**TEXTO SELECCIONADO:**
Martín Jaramillo L.

Comentaba en una columna anterior de un desafortunado evento que viví; un atraco en el Transmilenio en Bogotá. Fue una tarde que se alargó en el trabajo, seguida de una visita a la librería en búsqueda del libro que recién salía del exministro Alejandro Gaviria y, como siempre, el habitual trancón de Bogotá.
En el transporte empezaba a leer los primeros capítulos; Gaviria comentaba, paradójicamente, sobre un libro que había pertenecido a la biblioteca personal de Borges, este hablaba de la mentalidad terrorista y su “impermeabilidad al miedo”. En ese momento, un joven armado con dos cuchillos, que por fortuna mía no sacó, me intentó quitar el celular. Entre reacciones e irresponsabilidades, se dio la posibilidad y lo capturó la policía. Pero esa es historia mía y acá no importa mucho, la historia de esta columna es la de él.
Tenía 18 años, era venezolano. Había huido de una crisis causada por un demagogo por el que él nunca votó; pagaba los platos rotos de errores que se cometieron cuando aún no cumplía ni los dos años. Su actitud fue retadora y arrogante hasta que lo despojaron de sus puñales, allí se redujo a la decepción. Desde la valentía, si se quiere: el peligro de morir linchado en una de esas troncales no es un peligro menor. Si algo nos debió enseñar el holocausto nazi es que la moralidad de las multitudes es la peor de moralidad de todas (buscar: group-think).

Datos de localización de puntos en imágenes
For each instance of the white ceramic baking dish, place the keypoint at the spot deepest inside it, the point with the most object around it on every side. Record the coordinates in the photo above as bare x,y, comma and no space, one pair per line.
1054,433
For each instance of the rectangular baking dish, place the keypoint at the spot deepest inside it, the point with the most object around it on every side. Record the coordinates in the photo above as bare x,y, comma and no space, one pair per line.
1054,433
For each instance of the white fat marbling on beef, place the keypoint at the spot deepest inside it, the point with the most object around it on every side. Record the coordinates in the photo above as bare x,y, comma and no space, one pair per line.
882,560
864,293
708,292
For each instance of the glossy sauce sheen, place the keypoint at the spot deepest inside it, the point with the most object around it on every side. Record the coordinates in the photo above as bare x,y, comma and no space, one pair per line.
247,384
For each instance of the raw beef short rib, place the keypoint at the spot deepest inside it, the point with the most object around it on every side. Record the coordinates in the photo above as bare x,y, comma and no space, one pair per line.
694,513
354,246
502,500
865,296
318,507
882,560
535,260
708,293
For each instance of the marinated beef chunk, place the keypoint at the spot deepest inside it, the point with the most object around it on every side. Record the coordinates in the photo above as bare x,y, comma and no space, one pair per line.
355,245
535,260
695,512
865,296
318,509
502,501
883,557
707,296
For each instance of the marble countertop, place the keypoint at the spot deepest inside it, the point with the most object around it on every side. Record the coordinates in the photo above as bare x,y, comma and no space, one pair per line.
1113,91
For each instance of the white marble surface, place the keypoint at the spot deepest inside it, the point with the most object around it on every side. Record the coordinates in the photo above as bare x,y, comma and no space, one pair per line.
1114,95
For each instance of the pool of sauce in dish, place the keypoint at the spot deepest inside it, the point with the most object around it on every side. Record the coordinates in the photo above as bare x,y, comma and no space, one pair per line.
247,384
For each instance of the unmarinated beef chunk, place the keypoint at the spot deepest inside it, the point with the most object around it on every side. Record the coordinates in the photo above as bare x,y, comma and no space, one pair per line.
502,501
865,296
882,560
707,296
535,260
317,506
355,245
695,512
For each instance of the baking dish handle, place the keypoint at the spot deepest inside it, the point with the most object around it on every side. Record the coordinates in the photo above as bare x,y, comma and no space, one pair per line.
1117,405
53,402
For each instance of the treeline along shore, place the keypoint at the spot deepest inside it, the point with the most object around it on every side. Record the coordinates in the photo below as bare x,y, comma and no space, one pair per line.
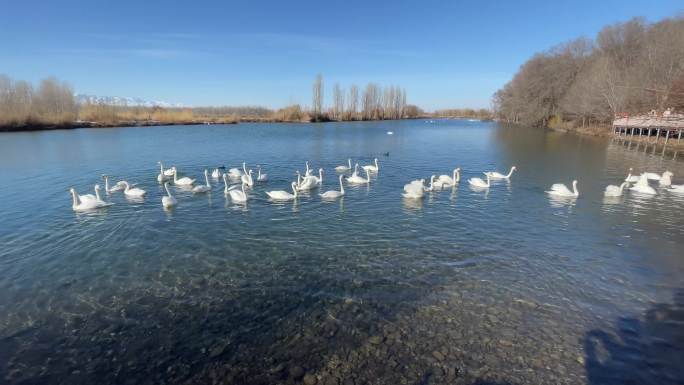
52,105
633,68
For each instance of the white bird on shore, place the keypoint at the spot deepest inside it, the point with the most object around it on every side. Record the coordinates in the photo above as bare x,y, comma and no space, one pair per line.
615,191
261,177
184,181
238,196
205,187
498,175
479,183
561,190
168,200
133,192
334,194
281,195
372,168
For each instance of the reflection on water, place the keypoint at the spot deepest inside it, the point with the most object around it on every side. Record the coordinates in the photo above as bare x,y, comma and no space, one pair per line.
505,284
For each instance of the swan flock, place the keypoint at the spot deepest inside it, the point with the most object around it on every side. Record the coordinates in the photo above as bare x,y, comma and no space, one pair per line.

**COMPRUEBA TU COMPRENSIÓN:**
1. En la columna sobre el atraco en el Transmilenio, explica en una a tres oraciones por qué el joven "pagaba los platos rotos" de errores ajenos.
2. Prolonga la columna sobre el atraco en el Transmilenio a partir de la última oración de su párrafo final.

**LISTA DE RESPUESTAS:**
1. Porque había huido de una crisis causada por un demagogo por el que él nunca votó. Los errores que la provocaron se cometieron cuando él aún no cumplía ni los dos años.

2.
En un momento de rabia, le dije que era una deshonra para su país. Alrededor mío, había unos 5 vendedores ambulantes venezolanos que le reprochaban al joven ladrón. Al final del día eran ellos, los honestos, quienes cargaban por horas con kilos de mercancía y una estigmatización que pesa aún más. Continué diciéndole, sin medir mis palabras, que era una deshonra para su familia. Me respondió mirando hacia el piso, casi pidiendo piedad: “Yo sé eso, nadie me lo tiene que recordar”.
No tenía billetera ni documentos, tampoco celular. Seguramente alguien, él dice que su “mujer” embarazada, lo esperaba en casa; ni ella ni nadie sabrían nada del paradero del joven ni de su integridad.
Recordé cuando Petro, desde la Alcaldía, le pagó sueldo a los atracadores para que dejaran de atracar. Se gastó cien mil millones de pesos y los robos aumentaron, otro más de sus fracasos. Predecible para quien sabe de economía o de historia. El respetado historiador Michael Vann contó cómo los colonos franceses intentaron controlar la peste de ratas en Hanoi ofreciéndole dinero a quien presentara ante las autoridades la cola de una presunta rata cazada.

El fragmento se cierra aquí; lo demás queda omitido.